▶ _Brief_: Make an exact copy of the records, dropping all pictures.

** Data under study follows **

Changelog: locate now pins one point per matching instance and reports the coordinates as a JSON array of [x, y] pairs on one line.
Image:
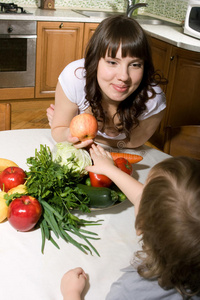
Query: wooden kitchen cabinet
[[58, 44], [88, 32], [182, 69]]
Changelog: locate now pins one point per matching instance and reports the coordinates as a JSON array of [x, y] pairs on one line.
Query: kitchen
[[62, 21], [25, 271]]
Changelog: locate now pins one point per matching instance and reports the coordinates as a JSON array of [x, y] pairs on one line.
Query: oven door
[[17, 60]]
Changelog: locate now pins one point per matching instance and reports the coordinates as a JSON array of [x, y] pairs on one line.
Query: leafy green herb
[[55, 187]]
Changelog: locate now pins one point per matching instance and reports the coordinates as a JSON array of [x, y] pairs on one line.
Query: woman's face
[[119, 77]]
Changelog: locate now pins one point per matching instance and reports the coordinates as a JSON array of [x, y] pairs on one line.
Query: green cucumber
[[99, 197]]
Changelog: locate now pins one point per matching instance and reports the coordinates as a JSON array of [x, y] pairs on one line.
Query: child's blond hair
[[169, 219]]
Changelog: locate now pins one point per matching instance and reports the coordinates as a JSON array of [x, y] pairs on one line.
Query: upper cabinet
[[58, 44], [182, 69]]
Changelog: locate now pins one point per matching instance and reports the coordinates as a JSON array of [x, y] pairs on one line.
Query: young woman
[[167, 212], [116, 82]]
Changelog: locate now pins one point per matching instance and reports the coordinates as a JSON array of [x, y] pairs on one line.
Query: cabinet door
[[88, 32], [58, 44], [183, 91], [161, 54]]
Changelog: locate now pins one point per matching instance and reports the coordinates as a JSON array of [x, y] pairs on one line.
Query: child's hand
[[73, 283], [50, 113], [102, 160]]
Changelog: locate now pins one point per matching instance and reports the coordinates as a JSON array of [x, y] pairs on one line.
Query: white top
[[73, 84]]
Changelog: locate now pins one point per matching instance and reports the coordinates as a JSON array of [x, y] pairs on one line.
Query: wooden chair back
[[5, 116], [183, 141]]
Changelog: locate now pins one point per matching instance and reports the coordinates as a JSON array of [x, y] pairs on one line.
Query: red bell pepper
[[98, 180], [124, 165]]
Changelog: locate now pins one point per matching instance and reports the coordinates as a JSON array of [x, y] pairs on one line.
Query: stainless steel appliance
[[17, 51]]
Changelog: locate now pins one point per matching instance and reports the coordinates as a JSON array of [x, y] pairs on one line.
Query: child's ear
[[138, 232]]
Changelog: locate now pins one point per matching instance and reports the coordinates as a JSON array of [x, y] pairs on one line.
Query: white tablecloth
[[27, 274]]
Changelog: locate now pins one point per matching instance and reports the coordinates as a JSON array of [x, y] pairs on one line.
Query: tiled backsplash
[[172, 9]]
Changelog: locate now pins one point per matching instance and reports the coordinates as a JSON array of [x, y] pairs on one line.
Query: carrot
[[132, 158]]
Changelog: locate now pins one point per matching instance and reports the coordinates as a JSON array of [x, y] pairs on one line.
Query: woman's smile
[[119, 77]]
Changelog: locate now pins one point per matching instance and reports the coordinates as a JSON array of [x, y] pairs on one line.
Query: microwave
[[192, 19]]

** End of Data under study **

▶ _Solution_:
Changelog: locate now pins one point per matching instance and reports the coordinates as a JSON array of [x, y] pairs on one line.
Image:
Query: wooden kitchen cabinet
[[58, 44], [88, 32], [182, 69]]
Changelog: locate now pins one point per matching instance and reports the coordinates as a JSON array of [x, y] pairs on one line.
Query: kitchen
[[62, 21], [25, 271]]
Changelog: locate now pins one point per matching instance and reports the coordinates as a JSON array of [x, y] pairs on one line.
Query: oven door
[[17, 60]]
Changelog: locate now pins one point per matching instance and reports the coordinates as a JSON array of [x, y] pairs on one line.
Query: leafy green herb
[[55, 187]]
Changelog: locate now pins one point per matching instance and reports the coordinates as a JSON array of [x, y] pairs on one line.
Query: woman's face
[[119, 77]]
Changelog: locate now pins one point per matching instance and reports the coordinates as a JSON array of [x, y] pairs on one line.
Query: green cucumber
[[99, 197]]
Changelog: locate now pins one point per matching instance and reports the coordinates as a JSON array of [x, y] pairs on one line.
Query: child's blond hair
[[169, 219]]
Changelog: locate now pins one point per matching instance and reports the coordinates as a JSON array of [x, y] pairs on one line.
Query: upper cabinet
[[58, 44], [182, 69]]
Changelog: locate now pins one point per matching instance and reports the coordinates as a JSON array of [x, y] pairs on one line.
Query: young woman
[[167, 212], [116, 82]]
Changelog: locate now pins one point per matching instance and reports the coordinates as a JSON array of [x, y] pairs on one line.
Query: cabinet door
[[88, 32], [58, 44], [183, 91], [161, 54]]
Changelog: locate now pins one point per matching instance and reports the coordinates as a JSON array of [x, y] pairs on one line.
Query: child's hand
[[73, 283], [50, 113], [102, 160]]
Changelog: locate now pins one point per matching instance and reports the coordinates as a JSON array of [x, y] pairs on one line.
Query: white top
[[73, 84]]
Changelog: locate now pins one point per matching instance and reports the coordinates as a JSON array of [x, y] pairs on one line.
Query: wooden chair back
[[5, 116], [183, 141]]
Changelog: locate now pins one point per matching instance and reports the coordinates as a JSON array of [x, y] pairs on one line.
Query: red bell pepper
[[98, 180], [124, 165]]
Changelog: locate now pins one point per matching instance and reports the coordinates as a JSON array of [x, y] pairs on one line.
Query: stainless steel appliance
[[17, 51]]
Changelog: locate now pins one point per matching instance and reports the coordinates as a JSON array of [x, y] pairs on one line.
Query: child's ear
[[138, 232]]
Changelog: locate now pins one point per matching instance and reports the coordinates as a JSON array of [x, y] pairs on one line.
Query: white tablecloth
[[27, 274]]
Changelog: locate now pins one point per matching instance and reports the coordinates as a JSON array of [x, y] pairs on one line.
Query: tiled backsplash
[[172, 9]]
Changelog: locate now pins one point per matching instance and reports the coordinates as a JSON array of [x, y] pairs on one line.
Query: carrot
[[132, 158]]
Changelog: locate now pins one point per matching instance and reports the coordinates as a JSON array of [x, y] pairs on one line.
Query: woman's smile
[[119, 77]]
Changelog: locate now pins one point per matching instance and reports the coordinates as a JSON array of [x, y] pairs on one line.
Query: microwave
[[192, 19]]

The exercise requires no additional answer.